▶ **Your tasks**
a - Which programming languages does the Kafka pet project post name as candidates for the project?
b - Write the next part of the Kafka pet project post, picking up right after its final line.

--- Start Document passage ---

Building a Kafka Pet Project (Part 1)

Part of the Kafka Pet Project series.

A series about building a simple Kafka-based event processing pipeline in Go, with producer, consumer, and schema registry integration.

Updated at: Mar 17, 2026 · 2 minutes read ·


Introduction

I'm taking an online course from EngineerPro about building a distributed message queue project (Kafka). This is the first part of a series documenting the process of building a simple Kafka-based event processing pipeline, including a producer, consumer, and schema registry integration.

Language Choice

First, we need to choose the programming language for our project. Several languages came to mind: Go, Rust, and Zig. Let's determine which is most suitable:

1. Go

  • Statically typed, compiled programming language.
  • Widely supported with big community.
  • Strong concurrent programming capability.

→ Easy to learn

2. Rust

  • Statically typed, compiled programming language (Like Go)
  • Not beginner-friendly, very hard to use (ownership + lifetime is weird)

--- End Document passage ---
--- Start Supplied entries ---

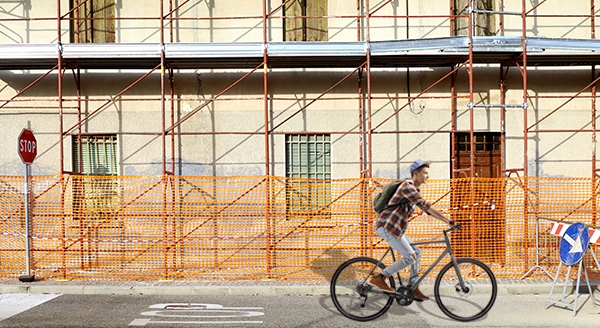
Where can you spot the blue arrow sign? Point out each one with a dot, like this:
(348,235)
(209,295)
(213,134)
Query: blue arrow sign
(574,243)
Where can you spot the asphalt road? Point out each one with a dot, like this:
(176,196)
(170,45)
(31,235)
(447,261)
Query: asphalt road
(43,310)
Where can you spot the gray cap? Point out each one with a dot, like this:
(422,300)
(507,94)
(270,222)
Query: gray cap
(417,165)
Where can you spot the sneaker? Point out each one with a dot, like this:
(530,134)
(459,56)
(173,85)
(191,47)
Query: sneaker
(378,281)
(418,295)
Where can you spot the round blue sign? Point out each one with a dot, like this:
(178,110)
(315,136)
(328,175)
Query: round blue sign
(574,243)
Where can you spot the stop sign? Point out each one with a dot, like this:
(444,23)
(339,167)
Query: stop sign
(27,146)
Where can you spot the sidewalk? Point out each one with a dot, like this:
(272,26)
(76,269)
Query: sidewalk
(186,287)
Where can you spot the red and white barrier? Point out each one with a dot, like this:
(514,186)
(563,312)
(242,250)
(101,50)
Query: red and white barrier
(559,228)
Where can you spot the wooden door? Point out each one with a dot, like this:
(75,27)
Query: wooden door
(483,235)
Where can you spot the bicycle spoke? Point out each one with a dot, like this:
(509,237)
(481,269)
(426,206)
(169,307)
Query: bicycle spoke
(473,298)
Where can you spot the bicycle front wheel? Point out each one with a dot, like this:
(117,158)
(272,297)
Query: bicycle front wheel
(473,300)
(352,295)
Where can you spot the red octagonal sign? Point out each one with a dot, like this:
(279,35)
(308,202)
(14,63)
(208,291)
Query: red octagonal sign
(27,146)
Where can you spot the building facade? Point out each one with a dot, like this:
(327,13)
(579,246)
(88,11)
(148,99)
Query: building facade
(300,88)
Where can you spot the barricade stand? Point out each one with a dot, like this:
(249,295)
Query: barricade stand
(573,246)
(537,252)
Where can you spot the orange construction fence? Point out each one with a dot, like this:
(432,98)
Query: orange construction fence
(266,227)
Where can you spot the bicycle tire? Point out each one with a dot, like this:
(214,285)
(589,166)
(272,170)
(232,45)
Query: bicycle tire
(344,289)
(476,300)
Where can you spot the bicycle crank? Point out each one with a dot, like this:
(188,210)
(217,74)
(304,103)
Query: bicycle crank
(404,296)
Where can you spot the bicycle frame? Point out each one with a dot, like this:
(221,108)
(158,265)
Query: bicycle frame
(447,251)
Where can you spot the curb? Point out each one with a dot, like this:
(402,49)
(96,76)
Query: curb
(303,290)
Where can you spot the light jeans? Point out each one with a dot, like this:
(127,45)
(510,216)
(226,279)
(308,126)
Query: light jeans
(402,246)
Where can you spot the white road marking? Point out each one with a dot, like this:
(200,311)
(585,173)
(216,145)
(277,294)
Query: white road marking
(186,311)
(11,304)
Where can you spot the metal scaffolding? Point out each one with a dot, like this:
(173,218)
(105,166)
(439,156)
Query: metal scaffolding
(458,53)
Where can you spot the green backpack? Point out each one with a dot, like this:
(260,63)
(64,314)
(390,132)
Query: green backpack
(380,202)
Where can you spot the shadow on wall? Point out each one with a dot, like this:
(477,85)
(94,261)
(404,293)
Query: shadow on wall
(328,262)
(18,168)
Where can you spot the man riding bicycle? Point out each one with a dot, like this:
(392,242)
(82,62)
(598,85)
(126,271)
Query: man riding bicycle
(392,223)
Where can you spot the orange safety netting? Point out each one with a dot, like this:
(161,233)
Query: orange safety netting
(264,227)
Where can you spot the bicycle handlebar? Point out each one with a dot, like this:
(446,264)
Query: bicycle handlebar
(456,227)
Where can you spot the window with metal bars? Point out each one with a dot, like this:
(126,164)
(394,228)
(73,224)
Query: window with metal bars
(308,157)
(305,20)
(484,23)
(93,21)
(98,155)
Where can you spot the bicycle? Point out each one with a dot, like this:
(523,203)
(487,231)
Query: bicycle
(466,293)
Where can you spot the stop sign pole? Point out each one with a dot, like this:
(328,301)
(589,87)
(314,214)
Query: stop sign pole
(27,147)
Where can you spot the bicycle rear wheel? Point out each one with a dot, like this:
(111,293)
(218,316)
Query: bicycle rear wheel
(472,302)
(352,295)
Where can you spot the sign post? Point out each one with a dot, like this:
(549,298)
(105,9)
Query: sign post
(573,246)
(27,147)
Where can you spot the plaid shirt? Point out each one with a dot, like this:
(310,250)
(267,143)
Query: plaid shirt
(395,219)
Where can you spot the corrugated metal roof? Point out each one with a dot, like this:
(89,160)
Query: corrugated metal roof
(442,51)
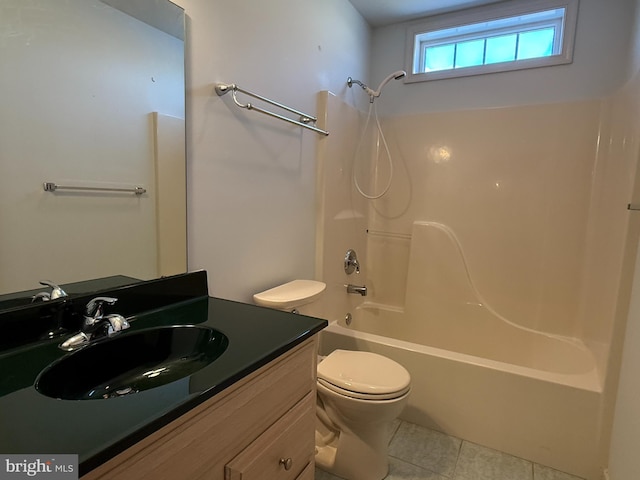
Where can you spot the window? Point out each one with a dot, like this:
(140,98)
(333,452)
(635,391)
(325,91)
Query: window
(509,36)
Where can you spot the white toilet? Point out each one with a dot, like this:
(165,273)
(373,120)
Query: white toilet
(360,394)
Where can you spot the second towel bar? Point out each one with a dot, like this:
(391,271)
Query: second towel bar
(52,187)
(304,121)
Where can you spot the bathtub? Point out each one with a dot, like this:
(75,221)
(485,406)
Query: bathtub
(534,396)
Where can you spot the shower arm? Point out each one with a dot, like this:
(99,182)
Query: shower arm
(351,81)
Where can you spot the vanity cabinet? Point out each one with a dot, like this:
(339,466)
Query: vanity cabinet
(261,427)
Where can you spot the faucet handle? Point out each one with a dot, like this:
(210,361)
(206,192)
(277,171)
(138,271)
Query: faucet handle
(56,291)
(351,263)
(95,308)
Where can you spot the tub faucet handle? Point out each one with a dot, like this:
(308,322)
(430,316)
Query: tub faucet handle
(359,289)
(351,263)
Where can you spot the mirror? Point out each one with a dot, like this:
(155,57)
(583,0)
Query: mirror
(93,97)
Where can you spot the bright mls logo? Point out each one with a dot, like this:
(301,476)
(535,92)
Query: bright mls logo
(50,467)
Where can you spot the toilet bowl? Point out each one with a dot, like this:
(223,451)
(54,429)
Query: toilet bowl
(359,396)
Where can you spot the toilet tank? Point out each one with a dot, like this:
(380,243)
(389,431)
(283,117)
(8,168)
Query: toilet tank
(291,296)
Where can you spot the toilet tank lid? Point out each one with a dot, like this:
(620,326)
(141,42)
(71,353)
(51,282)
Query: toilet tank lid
(363,372)
(290,295)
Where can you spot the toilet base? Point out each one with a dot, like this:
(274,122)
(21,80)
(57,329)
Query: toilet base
(351,457)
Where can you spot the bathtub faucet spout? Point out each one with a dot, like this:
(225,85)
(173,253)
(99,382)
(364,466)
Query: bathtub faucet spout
(362,290)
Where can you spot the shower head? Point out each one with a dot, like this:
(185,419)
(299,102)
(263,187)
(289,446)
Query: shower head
(376,93)
(394,76)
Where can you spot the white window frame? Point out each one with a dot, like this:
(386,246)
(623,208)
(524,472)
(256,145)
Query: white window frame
(418,29)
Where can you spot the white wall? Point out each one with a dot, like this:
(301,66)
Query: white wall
(251,178)
(624,462)
(80,81)
(599,67)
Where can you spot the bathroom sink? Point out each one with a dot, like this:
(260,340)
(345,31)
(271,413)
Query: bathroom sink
(131,363)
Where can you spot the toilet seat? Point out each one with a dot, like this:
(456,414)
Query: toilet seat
(363,375)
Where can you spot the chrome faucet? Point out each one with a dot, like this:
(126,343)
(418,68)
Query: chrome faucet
(359,289)
(96,324)
(56,292)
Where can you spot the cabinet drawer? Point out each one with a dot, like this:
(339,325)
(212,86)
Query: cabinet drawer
(283,451)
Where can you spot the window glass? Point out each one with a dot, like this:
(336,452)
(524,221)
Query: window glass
(470,54)
(537,43)
(501,49)
(439,58)
(511,35)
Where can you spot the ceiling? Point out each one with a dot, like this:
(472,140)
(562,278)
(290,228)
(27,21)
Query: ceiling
(385,12)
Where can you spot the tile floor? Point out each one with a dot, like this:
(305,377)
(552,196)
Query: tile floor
(417,453)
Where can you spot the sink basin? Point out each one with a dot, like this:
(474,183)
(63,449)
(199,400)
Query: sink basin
(132,362)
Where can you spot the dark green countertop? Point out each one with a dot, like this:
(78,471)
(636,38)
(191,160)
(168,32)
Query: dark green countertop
(97,430)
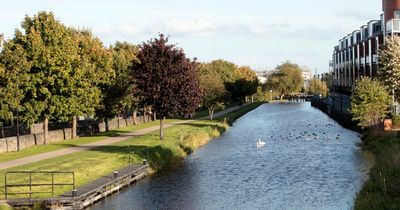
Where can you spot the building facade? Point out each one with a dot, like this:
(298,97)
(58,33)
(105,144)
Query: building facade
(357,53)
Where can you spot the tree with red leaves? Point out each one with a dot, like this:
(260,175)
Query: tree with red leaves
(166,80)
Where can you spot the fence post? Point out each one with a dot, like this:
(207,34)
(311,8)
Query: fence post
(30,184)
(52,185)
(5,185)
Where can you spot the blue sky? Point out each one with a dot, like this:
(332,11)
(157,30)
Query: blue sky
(257,33)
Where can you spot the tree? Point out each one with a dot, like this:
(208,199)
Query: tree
(214,92)
(286,79)
(60,68)
(389,63)
(117,95)
(369,102)
(93,70)
(166,80)
(13,79)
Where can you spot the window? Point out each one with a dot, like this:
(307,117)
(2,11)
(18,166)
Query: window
(397,14)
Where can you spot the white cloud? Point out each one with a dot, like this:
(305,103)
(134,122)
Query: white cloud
(201,26)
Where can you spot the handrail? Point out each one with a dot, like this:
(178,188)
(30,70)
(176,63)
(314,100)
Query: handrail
(32,184)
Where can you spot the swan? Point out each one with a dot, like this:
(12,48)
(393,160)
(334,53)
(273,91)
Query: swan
(260,143)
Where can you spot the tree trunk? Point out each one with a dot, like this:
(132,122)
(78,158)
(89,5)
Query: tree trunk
(134,117)
(144,115)
(74,127)
(162,128)
(118,121)
(18,142)
(106,121)
(211,113)
(46,130)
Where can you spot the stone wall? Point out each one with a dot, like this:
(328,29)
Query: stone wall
(9,144)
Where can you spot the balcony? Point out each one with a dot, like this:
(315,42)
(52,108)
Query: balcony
(393,26)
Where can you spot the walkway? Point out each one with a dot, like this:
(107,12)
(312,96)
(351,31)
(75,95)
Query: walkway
(108,141)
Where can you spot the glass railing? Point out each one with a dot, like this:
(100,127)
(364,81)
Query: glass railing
(393,26)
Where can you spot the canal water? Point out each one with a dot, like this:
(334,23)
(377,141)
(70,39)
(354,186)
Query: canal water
(308,162)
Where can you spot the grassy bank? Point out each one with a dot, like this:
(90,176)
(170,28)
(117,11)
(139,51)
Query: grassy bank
(382,190)
(89,165)
(75,142)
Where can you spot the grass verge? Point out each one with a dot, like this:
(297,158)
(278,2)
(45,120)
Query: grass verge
(382,189)
(90,165)
(74,143)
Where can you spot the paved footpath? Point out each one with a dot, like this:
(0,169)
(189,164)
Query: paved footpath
(107,141)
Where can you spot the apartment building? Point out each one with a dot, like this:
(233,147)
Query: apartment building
(357,53)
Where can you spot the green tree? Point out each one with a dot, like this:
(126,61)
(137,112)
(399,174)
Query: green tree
(166,80)
(214,92)
(13,80)
(389,64)
(93,70)
(316,86)
(286,79)
(60,68)
(369,103)
(117,95)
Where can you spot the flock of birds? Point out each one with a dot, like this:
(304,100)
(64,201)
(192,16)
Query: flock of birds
(307,134)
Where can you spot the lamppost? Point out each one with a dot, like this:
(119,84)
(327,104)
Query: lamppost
(270,94)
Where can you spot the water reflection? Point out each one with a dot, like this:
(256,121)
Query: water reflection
(303,166)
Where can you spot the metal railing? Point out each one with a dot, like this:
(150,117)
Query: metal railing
(32,183)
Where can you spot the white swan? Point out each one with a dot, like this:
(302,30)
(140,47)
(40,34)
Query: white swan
(260,143)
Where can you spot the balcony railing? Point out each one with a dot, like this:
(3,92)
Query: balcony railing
(393,26)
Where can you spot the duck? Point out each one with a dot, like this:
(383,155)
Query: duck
(260,143)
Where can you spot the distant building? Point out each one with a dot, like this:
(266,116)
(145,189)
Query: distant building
(307,76)
(262,76)
(357,53)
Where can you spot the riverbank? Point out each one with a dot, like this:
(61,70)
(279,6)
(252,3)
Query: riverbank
(89,165)
(382,189)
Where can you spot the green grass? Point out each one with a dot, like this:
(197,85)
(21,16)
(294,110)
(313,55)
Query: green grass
(4,206)
(382,189)
(92,164)
(74,143)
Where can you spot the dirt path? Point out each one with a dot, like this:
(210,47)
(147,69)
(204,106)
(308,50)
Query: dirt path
(107,141)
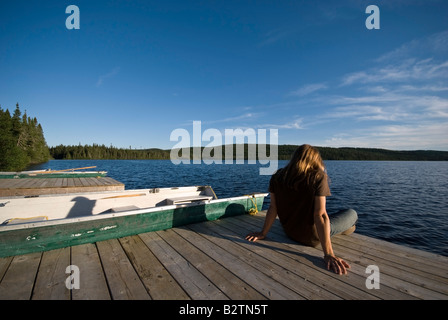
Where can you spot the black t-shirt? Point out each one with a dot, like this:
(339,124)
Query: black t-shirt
(295,208)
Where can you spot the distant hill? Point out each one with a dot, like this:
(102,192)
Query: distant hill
(284,153)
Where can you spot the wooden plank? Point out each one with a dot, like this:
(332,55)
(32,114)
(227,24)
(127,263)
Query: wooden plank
(4,265)
(192,281)
(352,285)
(305,270)
(124,283)
(205,240)
(51,277)
(398,275)
(391,288)
(158,282)
(232,286)
(18,281)
(93,284)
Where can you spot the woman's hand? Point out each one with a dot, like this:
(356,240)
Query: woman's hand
(254,236)
(336,264)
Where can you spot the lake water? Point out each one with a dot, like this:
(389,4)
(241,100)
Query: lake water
(401,202)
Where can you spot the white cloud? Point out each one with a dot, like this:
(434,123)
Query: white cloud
(308,89)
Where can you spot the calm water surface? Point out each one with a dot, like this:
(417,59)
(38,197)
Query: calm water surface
(401,202)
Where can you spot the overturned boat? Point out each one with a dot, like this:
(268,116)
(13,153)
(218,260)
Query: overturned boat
(31,224)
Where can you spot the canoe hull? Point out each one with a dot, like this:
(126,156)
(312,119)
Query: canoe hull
(43,236)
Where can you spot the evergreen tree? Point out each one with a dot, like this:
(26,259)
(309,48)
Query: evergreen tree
(22,141)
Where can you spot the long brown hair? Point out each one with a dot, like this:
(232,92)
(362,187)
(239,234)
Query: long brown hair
(306,166)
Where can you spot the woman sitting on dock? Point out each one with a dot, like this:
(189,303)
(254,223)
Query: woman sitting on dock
(298,196)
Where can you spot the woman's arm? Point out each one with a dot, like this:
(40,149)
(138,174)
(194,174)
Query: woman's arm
(322,222)
(269,220)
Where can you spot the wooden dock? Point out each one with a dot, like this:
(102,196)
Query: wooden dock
(212,260)
(48,186)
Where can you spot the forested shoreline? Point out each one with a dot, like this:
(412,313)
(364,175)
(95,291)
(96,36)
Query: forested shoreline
(22,144)
(22,141)
(98,152)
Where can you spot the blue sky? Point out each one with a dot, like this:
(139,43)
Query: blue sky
(137,70)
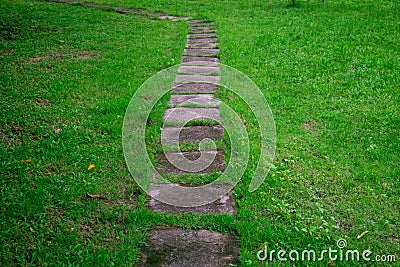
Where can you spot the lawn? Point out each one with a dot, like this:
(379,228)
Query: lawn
(330,74)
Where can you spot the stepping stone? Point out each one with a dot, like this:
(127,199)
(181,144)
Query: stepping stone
(202,29)
(176,135)
(195,88)
(189,114)
(201,52)
(224,205)
(176,247)
(190,162)
(193,99)
(198,69)
(197,78)
(202,40)
(202,45)
(199,60)
(200,35)
(197,23)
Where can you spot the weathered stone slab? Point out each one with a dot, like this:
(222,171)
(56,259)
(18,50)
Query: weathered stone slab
(188,114)
(194,23)
(224,205)
(202,40)
(207,61)
(197,79)
(200,35)
(195,88)
(176,135)
(176,247)
(198,69)
(201,52)
(190,162)
(202,30)
(202,45)
(195,100)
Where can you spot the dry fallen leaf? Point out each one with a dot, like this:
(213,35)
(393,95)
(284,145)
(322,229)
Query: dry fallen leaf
(362,234)
(94,196)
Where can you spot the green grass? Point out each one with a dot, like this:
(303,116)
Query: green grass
(329,72)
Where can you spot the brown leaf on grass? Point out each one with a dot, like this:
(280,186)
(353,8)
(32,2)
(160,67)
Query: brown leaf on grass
(94,196)
(17,128)
(362,234)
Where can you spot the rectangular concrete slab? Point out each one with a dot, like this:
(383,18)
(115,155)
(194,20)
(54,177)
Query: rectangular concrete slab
(180,78)
(202,45)
(200,35)
(191,134)
(201,100)
(199,23)
(202,29)
(223,205)
(176,247)
(202,40)
(200,167)
(188,114)
(201,52)
(206,61)
(198,69)
(195,88)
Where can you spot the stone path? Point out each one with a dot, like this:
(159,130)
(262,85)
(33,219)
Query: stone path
(192,100)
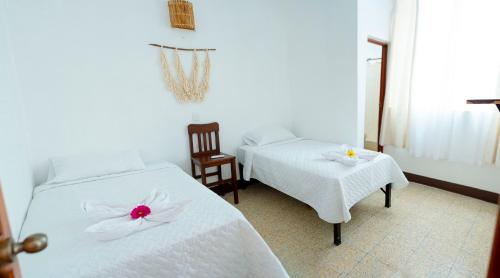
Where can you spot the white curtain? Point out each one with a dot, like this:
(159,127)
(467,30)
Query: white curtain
(441,54)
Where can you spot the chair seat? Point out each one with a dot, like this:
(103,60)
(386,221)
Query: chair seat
(207,161)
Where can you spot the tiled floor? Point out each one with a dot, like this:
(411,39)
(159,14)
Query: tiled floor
(426,233)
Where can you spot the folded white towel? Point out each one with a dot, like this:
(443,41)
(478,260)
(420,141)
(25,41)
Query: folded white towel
(118,220)
(350,156)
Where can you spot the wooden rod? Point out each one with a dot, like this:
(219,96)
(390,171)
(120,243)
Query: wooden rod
(183,49)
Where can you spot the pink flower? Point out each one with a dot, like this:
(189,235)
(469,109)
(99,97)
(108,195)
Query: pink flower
(140,211)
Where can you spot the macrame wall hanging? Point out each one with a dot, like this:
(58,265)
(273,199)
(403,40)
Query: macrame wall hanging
(186,89)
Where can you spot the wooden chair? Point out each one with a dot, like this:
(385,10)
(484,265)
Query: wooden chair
(206,135)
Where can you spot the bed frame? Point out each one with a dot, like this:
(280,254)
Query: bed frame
(337,234)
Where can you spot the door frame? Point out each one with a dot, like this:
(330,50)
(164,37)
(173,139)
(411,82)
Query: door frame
(383,84)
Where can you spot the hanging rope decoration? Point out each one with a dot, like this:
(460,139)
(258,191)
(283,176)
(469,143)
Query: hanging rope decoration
(186,89)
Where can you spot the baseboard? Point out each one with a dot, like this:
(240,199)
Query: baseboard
(454,187)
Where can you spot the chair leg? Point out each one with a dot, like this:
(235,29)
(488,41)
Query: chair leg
(193,169)
(337,238)
(219,172)
(388,189)
(234,182)
(203,175)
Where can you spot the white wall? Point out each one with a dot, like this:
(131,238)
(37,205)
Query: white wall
(91,82)
(15,173)
(322,73)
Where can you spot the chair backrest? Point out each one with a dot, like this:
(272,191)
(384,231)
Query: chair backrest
(207,138)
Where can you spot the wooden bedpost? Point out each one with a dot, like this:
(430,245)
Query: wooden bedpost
(242,184)
(337,238)
(388,189)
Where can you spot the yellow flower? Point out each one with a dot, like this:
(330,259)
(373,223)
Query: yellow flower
(351,153)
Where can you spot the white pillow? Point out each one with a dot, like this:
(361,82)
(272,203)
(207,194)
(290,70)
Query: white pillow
(267,135)
(90,165)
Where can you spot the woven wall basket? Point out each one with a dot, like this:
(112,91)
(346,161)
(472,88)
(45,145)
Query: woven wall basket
(181,14)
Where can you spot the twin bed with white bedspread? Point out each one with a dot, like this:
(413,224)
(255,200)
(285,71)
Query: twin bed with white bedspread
(297,168)
(210,238)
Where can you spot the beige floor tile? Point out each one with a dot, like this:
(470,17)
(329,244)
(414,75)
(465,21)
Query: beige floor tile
(439,250)
(419,266)
(340,259)
(426,233)
(365,239)
(393,253)
(467,263)
(370,266)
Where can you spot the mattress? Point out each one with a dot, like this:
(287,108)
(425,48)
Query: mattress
(297,168)
(210,238)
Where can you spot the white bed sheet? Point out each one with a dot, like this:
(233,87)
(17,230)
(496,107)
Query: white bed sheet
(210,238)
(298,169)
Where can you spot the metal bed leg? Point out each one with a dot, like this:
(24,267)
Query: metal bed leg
(336,234)
(388,189)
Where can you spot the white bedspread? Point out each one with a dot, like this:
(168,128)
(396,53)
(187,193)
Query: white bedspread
(298,169)
(209,239)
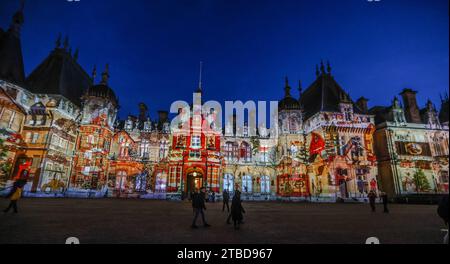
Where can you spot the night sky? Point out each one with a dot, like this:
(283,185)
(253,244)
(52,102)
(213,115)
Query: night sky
(154,47)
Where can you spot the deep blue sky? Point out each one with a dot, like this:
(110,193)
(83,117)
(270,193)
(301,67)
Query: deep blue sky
(154,46)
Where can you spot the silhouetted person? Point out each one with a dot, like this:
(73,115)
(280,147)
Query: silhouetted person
(237,210)
(443,213)
(198,204)
(385,199)
(16,192)
(372,196)
(226,200)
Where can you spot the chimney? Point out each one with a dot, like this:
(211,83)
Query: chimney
(143,112)
(362,104)
(163,116)
(412,112)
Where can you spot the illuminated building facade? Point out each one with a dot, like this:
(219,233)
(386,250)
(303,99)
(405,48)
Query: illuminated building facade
(412,146)
(95,135)
(63,128)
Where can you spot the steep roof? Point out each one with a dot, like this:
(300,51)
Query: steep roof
(60,74)
(288,102)
(11,60)
(324,94)
(443,114)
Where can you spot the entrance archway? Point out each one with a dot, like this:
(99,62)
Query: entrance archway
(194,180)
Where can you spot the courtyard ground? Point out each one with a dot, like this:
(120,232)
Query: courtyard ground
(151,221)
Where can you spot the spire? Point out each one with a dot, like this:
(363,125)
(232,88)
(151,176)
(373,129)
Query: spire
(300,89)
(75,54)
(66,42)
(17,20)
(287,88)
(58,41)
(322,67)
(429,105)
(105,75)
(199,89)
(94,73)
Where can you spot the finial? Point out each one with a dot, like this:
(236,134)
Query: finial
(94,73)
(105,74)
(287,88)
(75,55)
(322,68)
(300,89)
(17,20)
(22,5)
(66,42)
(199,89)
(58,41)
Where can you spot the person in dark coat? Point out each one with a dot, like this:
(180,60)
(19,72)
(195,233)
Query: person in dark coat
(372,196)
(226,200)
(237,210)
(385,199)
(16,192)
(198,205)
(443,213)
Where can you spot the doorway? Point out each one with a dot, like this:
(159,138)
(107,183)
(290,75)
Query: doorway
(194,181)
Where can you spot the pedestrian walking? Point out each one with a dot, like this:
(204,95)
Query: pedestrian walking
(385,199)
(443,213)
(226,200)
(15,194)
(198,205)
(237,210)
(372,196)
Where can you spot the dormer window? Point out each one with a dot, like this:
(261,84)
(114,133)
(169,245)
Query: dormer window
(195,142)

--- End Supplied entries ---

▶ **Solved problems**
a - Go, Rust, and Zig.

b -
  • Hard to setup for concurrent programming (especially async)

→ Hard but interesting — performance is great.

3. Zig

  • Statically typed, compiled programming language (Like Go and Rust).
  • No garbage collector, manual memory management like Rust
  • Supports both sync and async. Give you raw power, more control and better use of OS's API

→ Interesting but too niche for this project.

Note: This is the first time I have heard of this programming language. When my mentor mentioned it, I was ??? (Wtf is this). Zig is still an evolving language (still stable 0.15) and its community is so small. This is something to consider.

Conclusion

These are three programming languages that our mentor (Mr. Bao Do) recommended us to choose, two of them are offcially supported (which means we have the offcial code sample provided), these are Zig and Go. When i looked deeper into Distributed Message Queue like Kafka, RabbitMQ, Pulsar... there are more languages like Java, Elixir.... but now, i think i will do this project both in Zig and Go, cause it seems more fun to work with both a low level language and a high level language.

Requirements

  • The outcome of out class is a small project about Distributed MQ (but i will try to improve and add more features to it)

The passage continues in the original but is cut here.